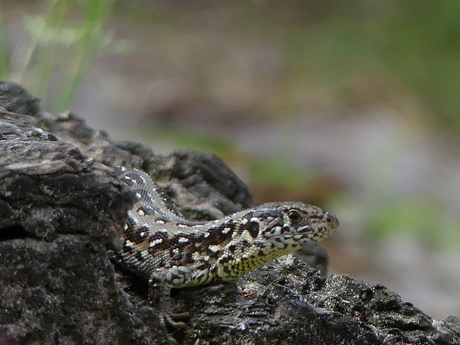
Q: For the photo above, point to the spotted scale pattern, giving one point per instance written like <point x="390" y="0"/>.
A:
<point x="170" y="251"/>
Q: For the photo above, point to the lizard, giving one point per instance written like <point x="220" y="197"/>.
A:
<point x="169" y="251"/>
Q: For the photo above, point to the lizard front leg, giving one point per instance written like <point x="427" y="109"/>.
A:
<point x="162" y="280"/>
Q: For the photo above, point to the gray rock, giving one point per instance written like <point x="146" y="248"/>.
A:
<point x="61" y="208"/>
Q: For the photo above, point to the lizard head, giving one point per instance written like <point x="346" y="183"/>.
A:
<point x="267" y="232"/>
<point x="289" y="225"/>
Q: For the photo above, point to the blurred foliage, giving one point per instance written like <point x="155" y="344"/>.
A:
<point x="58" y="48"/>
<point x="412" y="42"/>
<point x="422" y="217"/>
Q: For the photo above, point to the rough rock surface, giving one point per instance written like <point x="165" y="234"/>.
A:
<point x="61" y="208"/>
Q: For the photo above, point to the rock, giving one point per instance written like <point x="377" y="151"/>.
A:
<point x="61" y="208"/>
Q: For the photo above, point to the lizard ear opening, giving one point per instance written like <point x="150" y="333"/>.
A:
<point x="294" y="216"/>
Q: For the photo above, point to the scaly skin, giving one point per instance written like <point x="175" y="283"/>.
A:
<point x="172" y="252"/>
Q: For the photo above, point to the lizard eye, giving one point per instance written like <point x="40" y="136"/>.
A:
<point x="294" y="216"/>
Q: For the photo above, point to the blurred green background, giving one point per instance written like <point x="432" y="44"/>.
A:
<point x="352" y="106"/>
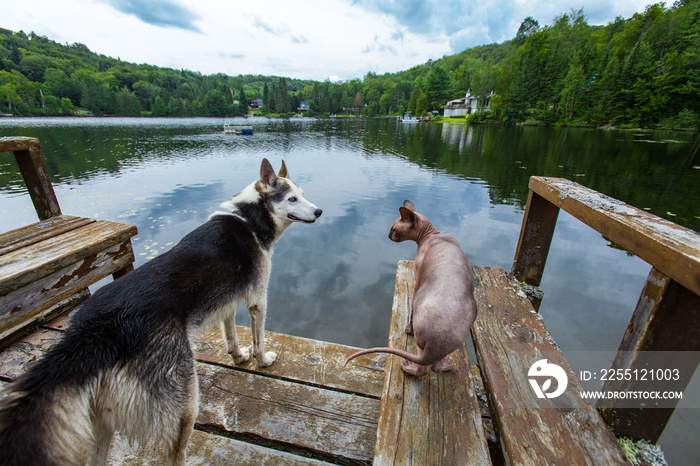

▶ _Exercise directions_:
When copying the listing above, begin at its first line and stop after the line with "Q: For the photo above, point to the lizard front", keeping each line exact and dropping the pictures.

▶ _Written response_:
Q: For the photo above, point to the spotted scale pattern, giving one point per instance written like <point x="390" y="0"/>.
A:
<point x="170" y="251"/>
Q: For the photo above, point to the lizard, giving one point per instance written like <point x="220" y="197"/>.
A:
<point x="169" y="251"/>
Q: For the photo above, point to the lizard front leg, giving one point per instance written like <point x="427" y="109"/>.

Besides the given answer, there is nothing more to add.